- GOAL OF THE EXERCISE: Every entry must be copied word for word.

- DATA:
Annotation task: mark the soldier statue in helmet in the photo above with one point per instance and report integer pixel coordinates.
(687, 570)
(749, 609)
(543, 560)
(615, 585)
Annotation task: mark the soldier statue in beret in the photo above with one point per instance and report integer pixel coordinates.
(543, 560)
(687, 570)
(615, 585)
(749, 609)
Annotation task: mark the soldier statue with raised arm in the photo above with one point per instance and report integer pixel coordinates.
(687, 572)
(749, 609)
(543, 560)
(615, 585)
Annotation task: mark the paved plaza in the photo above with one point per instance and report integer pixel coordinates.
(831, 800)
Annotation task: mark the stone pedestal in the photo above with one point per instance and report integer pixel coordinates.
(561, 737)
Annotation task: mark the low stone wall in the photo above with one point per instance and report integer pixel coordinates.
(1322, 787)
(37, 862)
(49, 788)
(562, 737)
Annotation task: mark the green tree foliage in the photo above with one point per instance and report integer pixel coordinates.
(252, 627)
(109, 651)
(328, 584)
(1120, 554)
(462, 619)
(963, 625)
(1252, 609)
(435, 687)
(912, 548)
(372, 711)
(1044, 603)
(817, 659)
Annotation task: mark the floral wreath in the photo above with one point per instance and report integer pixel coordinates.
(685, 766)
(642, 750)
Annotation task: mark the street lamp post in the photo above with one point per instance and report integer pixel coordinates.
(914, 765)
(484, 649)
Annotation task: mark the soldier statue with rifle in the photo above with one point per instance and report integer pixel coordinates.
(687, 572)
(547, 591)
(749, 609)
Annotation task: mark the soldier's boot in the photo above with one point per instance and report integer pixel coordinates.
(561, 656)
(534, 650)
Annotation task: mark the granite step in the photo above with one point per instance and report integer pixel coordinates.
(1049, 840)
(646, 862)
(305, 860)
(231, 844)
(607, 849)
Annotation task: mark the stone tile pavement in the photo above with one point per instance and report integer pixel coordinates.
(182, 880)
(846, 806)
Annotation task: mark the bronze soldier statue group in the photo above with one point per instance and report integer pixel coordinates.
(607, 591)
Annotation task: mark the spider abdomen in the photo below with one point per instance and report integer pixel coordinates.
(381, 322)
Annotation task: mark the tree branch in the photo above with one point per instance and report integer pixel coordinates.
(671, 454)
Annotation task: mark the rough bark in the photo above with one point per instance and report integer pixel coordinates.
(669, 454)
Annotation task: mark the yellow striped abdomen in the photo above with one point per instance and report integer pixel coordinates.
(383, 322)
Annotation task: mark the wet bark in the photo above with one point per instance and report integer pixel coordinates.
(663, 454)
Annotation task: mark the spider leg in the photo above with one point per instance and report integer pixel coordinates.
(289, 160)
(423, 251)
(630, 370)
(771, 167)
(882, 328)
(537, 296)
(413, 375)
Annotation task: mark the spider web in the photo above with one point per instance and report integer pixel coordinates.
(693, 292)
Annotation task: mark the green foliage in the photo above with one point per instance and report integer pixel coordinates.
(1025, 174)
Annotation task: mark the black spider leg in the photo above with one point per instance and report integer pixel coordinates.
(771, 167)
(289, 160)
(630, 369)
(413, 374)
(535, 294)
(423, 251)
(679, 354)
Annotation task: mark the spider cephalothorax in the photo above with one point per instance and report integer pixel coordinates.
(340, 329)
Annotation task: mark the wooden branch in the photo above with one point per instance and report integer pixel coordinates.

- OUTPUT BELOW:
Annotation task: mark the soldier statue in helmet in the photo above with one point per instance and report integer pixel coordinates.
(687, 570)
(749, 609)
(543, 560)
(615, 585)
Annotation task: mark the soldier statue in beret in the photo above with one point per instance and report integer pixel coordinates.
(543, 560)
(687, 570)
(615, 585)
(749, 609)
Annotation task: mark the soldier statue with raised arm in the photo above with one point per instance and report integer pixel coordinates.
(687, 572)
(749, 609)
(543, 560)
(615, 585)
Annotation task: mark the paved plaza in the photo above with one point per instance and report integer pixel coordinates.
(831, 800)
Annotation task: mark the stone pedestal in the photo above with one point per instance and report integer pixel coordinates.
(561, 737)
Annotation task: mark the low stone wall in the photo above with one point per instance and report integer pixel coordinates.
(1322, 787)
(37, 862)
(49, 788)
(562, 737)
Annotation task: mark the green tree foliage in the photo above with one point per instance and report integer pixel coordinates.
(252, 627)
(109, 651)
(328, 584)
(1120, 554)
(462, 619)
(963, 625)
(1252, 609)
(435, 687)
(912, 548)
(372, 711)
(1044, 603)
(817, 659)
Annotation task: mark the floral wreath in the photo above with one point per instance and report integer pixel coordinates.
(685, 766)
(642, 750)
Annotation task: mark the street lamp post in the photo above with one point per instance and report integer pixel coordinates.
(914, 765)
(484, 649)
Annotation task: mark the soldier statue with rifle in the photo above with one point per instance and report integer pixel coordinates.
(687, 572)
(547, 591)
(749, 609)
Annotation task: mark the soldier's boot in the photo above with one point per instance and report integer pixel coordinates.
(561, 656)
(534, 650)
Annotation task: mark the granite step in the photo above with one point per instance and report integer pixel coordinates.
(1049, 840)
(646, 862)
(305, 860)
(231, 844)
(607, 849)
Annotation task: mark the stone tile pavement in the photo above with one point per instance and report integer pixel coordinates.
(182, 880)
(846, 806)
Annotation task: mark the bronze soldier statue group in the photo above with one point per instance and report integer pixel coordinates.
(607, 591)
Annotation task: mark the spider abdomen in the photo below with one point per instance and report integer pixel coordinates.
(381, 322)
Annotation task: mark the tree branch in the photo above with one point per instance and report integer pixel coordinates.
(671, 454)
Annotation task: mark the rough bark in the photo above with one point per instance and report integer pixel coordinates.
(669, 454)
Annotation task: mark the yellow striped abdomen in the photo above with one point per instance and report integer pixel coordinates.
(383, 322)
Annotation task: mark the wet bark in the photo above with one point per instance and report integer pixel coordinates.
(663, 454)
Annotation task: mark the spider leg in the photo above with one point per instance and report integer pixel coordinates.
(289, 160)
(423, 251)
(630, 370)
(771, 167)
(882, 328)
(537, 296)
(413, 375)
Annotation task: mark the spider web in the photo above with one point per instance and report integer pixel coordinates.
(693, 292)
Annotation task: mark the green foliage in the photo above with one point per instance and report integer pixel coordinates.
(1025, 174)
Annotation task: mark the black spider leg in the photo above with one point per instance and report integer pixel coordinates.
(771, 167)
(289, 160)
(630, 369)
(413, 374)
(535, 294)
(423, 251)
(679, 354)
Annotation task: mark the spider cephalothorax in the photo above with one point per instance and report integer pixel coordinates.
(340, 329)
Annotation task: mark the wooden branch in the photo above with one point per instance and report integer pixel coordinates.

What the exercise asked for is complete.